Position annotation records:
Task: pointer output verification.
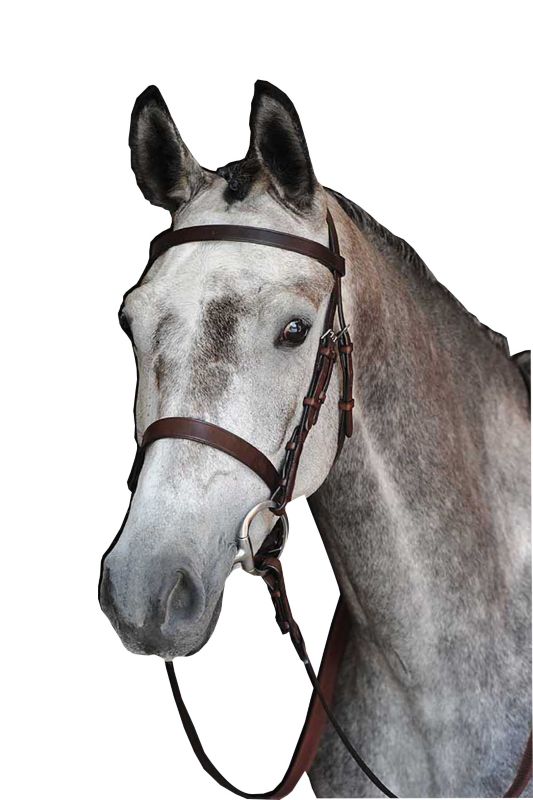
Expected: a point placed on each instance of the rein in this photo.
(265, 562)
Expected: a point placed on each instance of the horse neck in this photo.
(425, 514)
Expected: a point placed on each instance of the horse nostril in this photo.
(185, 602)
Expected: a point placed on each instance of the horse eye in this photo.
(294, 332)
(124, 324)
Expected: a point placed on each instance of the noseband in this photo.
(281, 484)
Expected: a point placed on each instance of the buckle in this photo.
(245, 556)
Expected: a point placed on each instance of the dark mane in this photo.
(409, 255)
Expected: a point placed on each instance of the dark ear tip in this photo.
(262, 88)
(151, 95)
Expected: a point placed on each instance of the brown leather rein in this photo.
(265, 562)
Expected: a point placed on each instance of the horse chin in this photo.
(209, 630)
(142, 644)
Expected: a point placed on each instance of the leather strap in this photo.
(198, 430)
(244, 233)
(524, 774)
(313, 727)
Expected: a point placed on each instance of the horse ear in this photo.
(167, 174)
(278, 143)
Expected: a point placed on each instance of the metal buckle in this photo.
(245, 555)
(334, 336)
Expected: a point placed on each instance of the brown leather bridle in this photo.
(281, 485)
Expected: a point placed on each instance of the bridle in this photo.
(265, 562)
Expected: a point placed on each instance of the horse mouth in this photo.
(149, 639)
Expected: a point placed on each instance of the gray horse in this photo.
(425, 516)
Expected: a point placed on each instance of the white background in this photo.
(418, 111)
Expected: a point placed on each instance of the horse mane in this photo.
(408, 254)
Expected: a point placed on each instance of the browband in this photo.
(244, 233)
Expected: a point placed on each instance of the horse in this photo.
(424, 514)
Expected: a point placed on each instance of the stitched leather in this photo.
(198, 430)
(244, 233)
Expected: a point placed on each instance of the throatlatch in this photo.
(281, 483)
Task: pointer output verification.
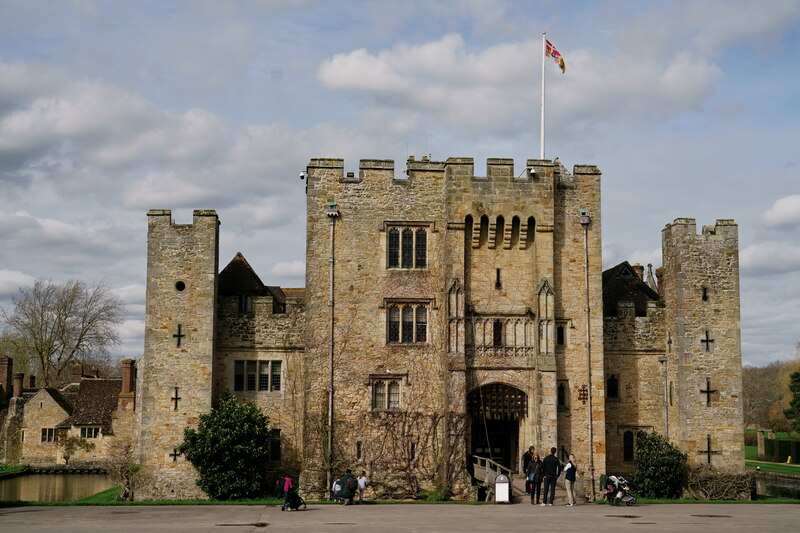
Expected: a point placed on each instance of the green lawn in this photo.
(750, 453)
(779, 468)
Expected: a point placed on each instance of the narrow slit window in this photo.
(394, 248)
(421, 249)
(422, 324)
(408, 324)
(394, 324)
(407, 249)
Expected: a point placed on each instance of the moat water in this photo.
(53, 487)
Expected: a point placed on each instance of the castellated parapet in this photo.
(177, 366)
(701, 293)
(502, 292)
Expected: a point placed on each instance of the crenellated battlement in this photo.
(164, 217)
(627, 332)
(454, 169)
(723, 228)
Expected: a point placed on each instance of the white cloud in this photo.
(494, 90)
(770, 258)
(12, 280)
(784, 212)
(289, 269)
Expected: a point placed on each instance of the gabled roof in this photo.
(621, 283)
(57, 397)
(240, 278)
(95, 402)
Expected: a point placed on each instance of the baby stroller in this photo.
(618, 491)
(294, 503)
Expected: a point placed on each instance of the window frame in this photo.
(405, 325)
(383, 387)
(261, 381)
(90, 432)
(48, 435)
(407, 245)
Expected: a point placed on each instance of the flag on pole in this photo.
(550, 51)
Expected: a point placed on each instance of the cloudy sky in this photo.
(108, 109)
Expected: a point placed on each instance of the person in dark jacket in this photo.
(526, 461)
(535, 475)
(551, 467)
(569, 480)
(348, 484)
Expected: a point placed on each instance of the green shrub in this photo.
(230, 449)
(660, 467)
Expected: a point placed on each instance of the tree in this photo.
(793, 412)
(230, 449)
(660, 467)
(123, 470)
(70, 444)
(59, 324)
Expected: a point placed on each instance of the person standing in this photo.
(535, 476)
(569, 480)
(551, 467)
(362, 485)
(526, 461)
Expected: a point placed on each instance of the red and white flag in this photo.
(550, 51)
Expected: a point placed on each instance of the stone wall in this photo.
(41, 411)
(182, 266)
(633, 347)
(266, 336)
(701, 292)
(526, 227)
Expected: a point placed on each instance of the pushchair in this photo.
(295, 502)
(618, 491)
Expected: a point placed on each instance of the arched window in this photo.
(379, 395)
(627, 446)
(497, 333)
(408, 324)
(394, 249)
(393, 329)
(612, 387)
(422, 324)
(421, 249)
(394, 395)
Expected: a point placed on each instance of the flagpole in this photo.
(541, 133)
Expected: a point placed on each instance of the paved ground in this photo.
(397, 518)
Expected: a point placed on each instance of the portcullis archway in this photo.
(495, 411)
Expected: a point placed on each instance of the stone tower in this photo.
(177, 365)
(704, 359)
(455, 315)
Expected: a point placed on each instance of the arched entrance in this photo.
(495, 411)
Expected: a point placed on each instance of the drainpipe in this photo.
(585, 221)
(332, 213)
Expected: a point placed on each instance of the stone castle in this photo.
(446, 318)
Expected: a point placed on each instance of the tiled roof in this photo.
(240, 278)
(620, 283)
(60, 399)
(95, 402)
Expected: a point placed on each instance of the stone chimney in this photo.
(76, 373)
(639, 269)
(18, 377)
(128, 376)
(6, 374)
(651, 282)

- What is being asked -
Every line above should be returned exactly; the pictures stay out.

- Response -
Task: pointer output verification.
Expected: a point placed on each instance of the rein in this photo.
(265, 562)
Expected: a point placed on each instance of the horse neck in this photo.
(425, 514)
Expected: a point placed on each instance of the horse nostril in this photo.
(185, 602)
Expected: a point placed on each instance of the horse eye in this photo.
(294, 332)
(124, 324)
Expected: a point placed on each instance of the noseband in this photo.
(281, 484)
Expected: a point placed on each instance of the buckle in this photo.
(245, 556)
Expected: a point placed on each instance of the dark mane in this photo.
(409, 255)
Expected: a point placed on each instance of the dark ear tip in this photo.
(262, 88)
(151, 95)
Expected: a point placed on each instance of the brown leather rein in this photo.
(265, 562)
Expected: a point placed on each instance of the horse chin in this photo.
(209, 630)
(142, 644)
Expected: a point placed on each instance of the leather strap in this photo.
(198, 430)
(244, 233)
(524, 774)
(313, 727)
Expected: a point placed on each instance of the horse ear in this photo.
(167, 174)
(278, 143)
Expected: a point placed on each instance of the metal buckle in this photo.
(245, 555)
(334, 336)
Expected: a point placed on each instance of the brown leather bridle in this photo.
(281, 485)
Expected: a point placed on each instance of the bridle in this photo.
(265, 562)
Expected: a point placed on each instance of the horse mouth in this photo.
(149, 639)
Expected: a point placed on each instance of the gray horse in this photo.
(425, 516)
Expected: a point placed on each instance of the white background in this photo.
(418, 111)
Expected: a point placed on each instance of the horse mane in this photo.
(408, 254)
Expected: a point placed on each instance of the browband in this photo.
(244, 233)
Expected: a point placed on each instance of the horse in this photo.
(424, 514)
Expected: a point placed on each instance of the stitched leather in this photo.
(198, 430)
(244, 233)
Expected: a point placed on each instance of the throatlatch in this photo.
(281, 483)
Task: pointer output verification.
Expected: a point placed on each instance of the green lawn in this photo.
(750, 453)
(779, 468)
Expected: a point placed on each instance of the narrow slit window in this photo.
(394, 248)
(421, 249)
(422, 324)
(408, 324)
(394, 324)
(407, 249)
Expected: a point placed on each instance of the moat water in this photo.
(53, 487)
Expected: a point placed on each instance of the castellated parapet in this photo.
(177, 366)
(701, 293)
(502, 292)
Expected: a point placed on each instance of the crenellated battlement in this photo.
(164, 217)
(627, 332)
(454, 169)
(723, 228)
Expected: a point placed on each instance of the white cloud in this photo.
(494, 90)
(770, 258)
(12, 280)
(784, 212)
(289, 269)
Expected: a point placed on each instance of the gabled roof in this photo.
(621, 283)
(57, 397)
(240, 278)
(95, 402)
Expected: a point placed on each instance of the baby stroller in this photo.
(618, 491)
(294, 503)
Expected: a point placed on each instance of the window frame in this photo.
(405, 325)
(383, 387)
(261, 381)
(90, 432)
(48, 435)
(407, 245)
Expected: a point placed on each instance of the flag on pole in this photo.
(550, 51)
Expected: a point placed on each instance of the cloudy sky in this photo.
(108, 109)
Expected: a point placed on each instance of the person in dark jacket in this photo.
(526, 461)
(535, 475)
(551, 467)
(569, 480)
(348, 484)
Expected: a point placed on each instance of the green shrub in this photo.
(230, 449)
(660, 467)
Expected: a point placed on each instance of the tree in this photo.
(793, 412)
(230, 449)
(660, 467)
(123, 470)
(70, 444)
(59, 324)
Expected: a point placed on each instance of the person standing in this photo.
(535, 476)
(569, 480)
(551, 467)
(362, 485)
(526, 461)
Expected: a point placed on each instance of the red and white flag in this photo.
(550, 51)
Expected: a point placed on each instance of the stone wall in this photo.
(41, 411)
(182, 266)
(633, 347)
(266, 336)
(701, 292)
(526, 227)
Expected: a point placed on each instance of the pushchair in this photo.
(295, 502)
(618, 491)
Expected: a point placed on each instance of the arched window in this photo.
(379, 395)
(627, 446)
(497, 333)
(408, 324)
(394, 249)
(393, 329)
(612, 387)
(422, 324)
(421, 249)
(394, 395)
Expected: a point placed on each instance of the flagpole in this photo.
(541, 133)
Expected: a point placed on each instance of the paved ground in this photo.
(397, 518)
Expected: a point placed on each instance of the portcullis archway in this photo.
(495, 411)
Expected: a point placed on each instance of the stone tower in this photo.
(177, 365)
(704, 359)
(455, 315)
Expected: a point placed on each instance of the arched entrance in this photo.
(495, 411)
Expected: a point placed on each instance of the drainpipe in this photo.
(585, 221)
(332, 213)
Expected: a point placed on each instance of the stone castle in this photo.
(446, 318)
Expected: a point placed on each instance of the tiled roof in this photo.
(240, 278)
(620, 283)
(60, 399)
(95, 402)
Expected: a point placed on each instance of the stone chimney in this photo.
(76, 373)
(639, 269)
(18, 377)
(128, 376)
(6, 374)
(651, 282)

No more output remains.